Source records section start

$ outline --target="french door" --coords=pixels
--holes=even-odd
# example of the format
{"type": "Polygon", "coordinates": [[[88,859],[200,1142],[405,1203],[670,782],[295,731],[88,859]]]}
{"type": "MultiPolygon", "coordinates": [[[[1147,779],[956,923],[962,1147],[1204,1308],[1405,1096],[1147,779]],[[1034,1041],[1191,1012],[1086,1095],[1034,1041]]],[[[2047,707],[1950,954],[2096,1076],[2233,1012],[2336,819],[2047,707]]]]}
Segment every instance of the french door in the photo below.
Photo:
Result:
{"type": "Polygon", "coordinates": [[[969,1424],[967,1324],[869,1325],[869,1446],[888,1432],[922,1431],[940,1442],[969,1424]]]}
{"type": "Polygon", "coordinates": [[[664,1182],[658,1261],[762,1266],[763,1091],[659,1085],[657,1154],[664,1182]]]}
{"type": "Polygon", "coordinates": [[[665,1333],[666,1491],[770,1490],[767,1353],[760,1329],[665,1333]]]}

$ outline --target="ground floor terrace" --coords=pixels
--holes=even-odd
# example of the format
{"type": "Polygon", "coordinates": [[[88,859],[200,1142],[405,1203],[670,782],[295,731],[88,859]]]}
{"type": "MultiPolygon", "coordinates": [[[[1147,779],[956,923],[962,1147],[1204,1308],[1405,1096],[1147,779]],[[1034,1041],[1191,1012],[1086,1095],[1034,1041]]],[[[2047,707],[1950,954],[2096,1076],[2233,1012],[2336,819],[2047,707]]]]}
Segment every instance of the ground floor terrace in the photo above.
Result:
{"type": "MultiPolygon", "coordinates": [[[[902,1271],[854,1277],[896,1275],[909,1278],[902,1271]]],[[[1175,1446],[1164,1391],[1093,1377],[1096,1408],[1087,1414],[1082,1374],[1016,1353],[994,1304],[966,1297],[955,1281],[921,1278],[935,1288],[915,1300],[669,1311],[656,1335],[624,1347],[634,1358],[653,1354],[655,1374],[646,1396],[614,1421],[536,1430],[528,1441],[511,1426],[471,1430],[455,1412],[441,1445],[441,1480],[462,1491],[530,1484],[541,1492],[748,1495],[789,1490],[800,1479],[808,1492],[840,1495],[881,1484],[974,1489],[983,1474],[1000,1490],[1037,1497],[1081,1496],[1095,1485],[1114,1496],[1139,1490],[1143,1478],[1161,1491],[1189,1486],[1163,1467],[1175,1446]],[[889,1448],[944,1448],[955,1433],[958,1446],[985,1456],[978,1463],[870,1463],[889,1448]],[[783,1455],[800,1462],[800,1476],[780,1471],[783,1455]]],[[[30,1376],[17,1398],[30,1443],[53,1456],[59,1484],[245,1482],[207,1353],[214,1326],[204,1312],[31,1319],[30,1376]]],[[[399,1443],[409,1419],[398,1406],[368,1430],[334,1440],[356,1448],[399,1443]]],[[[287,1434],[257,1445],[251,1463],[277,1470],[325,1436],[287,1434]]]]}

Source records section end

→ Exercise prompt
All that belongs in the answer is an exact copy of the lines from the start of the records above through the line with "Segment every instance of the ground".

→ Exercise result
$ outline --target="french door" --coords=pixels
--holes=even-odd
# example of the format
{"type": "Polygon", "coordinates": [[[88,859],[200,1142],[405,1203],[670,782],[295,731],[88,859]]]}
{"type": "MultiPolygon", "coordinates": [[[[1147,779],[956,923],[962,1147],[1204,1308],[1405,1096],[1147,779]],[[1034,1041],[1191,1012],[1086,1095],[1034,1041]]],[[[2047,707],[1950,954],[2096,1076],[2233,1012],[2336,819],[2047,707]]]]}
Segment every instance of the french door in the photo below.
Photo:
Result:
{"type": "Polygon", "coordinates": [[[969,1424],[967,1324],[869,1325],[869,1446],[888,1432],[922,1431],[940,1442],[969,1424]]]}
{"type": "Polygon", "coordinates": [[[664,1182],[658,1261],[762,1266],[763,1091],[659,1085],[657,1154],[664,1182]]]}
{"type": "Polygon", "coordinates": [[[665,1333],[666,1491],[770,1490],[767,1353],[760,1329],[665,1333]]]}

$ outline --target="ground floor terrace" --coords=pixels
--holes=even-odd
# example of the format
{"type": "Polygon", "coordinates": [[[88,859],[200,1142],[405,1203],[670,782],[295,731],[88,859]]]}
{"type": "MultiPolygon", "coordinates": [[[[1147,779],[956,923],[962,1147],[1204,1308],[1405,1096],[1147,779]],[[1034,1041],[1191,1012],[1086,1095],[1034,1041]]],[[[2047,707],[1950,954],[2096,1076],[2233,1012],[2336,819],[2047,707]]]]}
Segment every instance of the ground floor terrace in the photo above.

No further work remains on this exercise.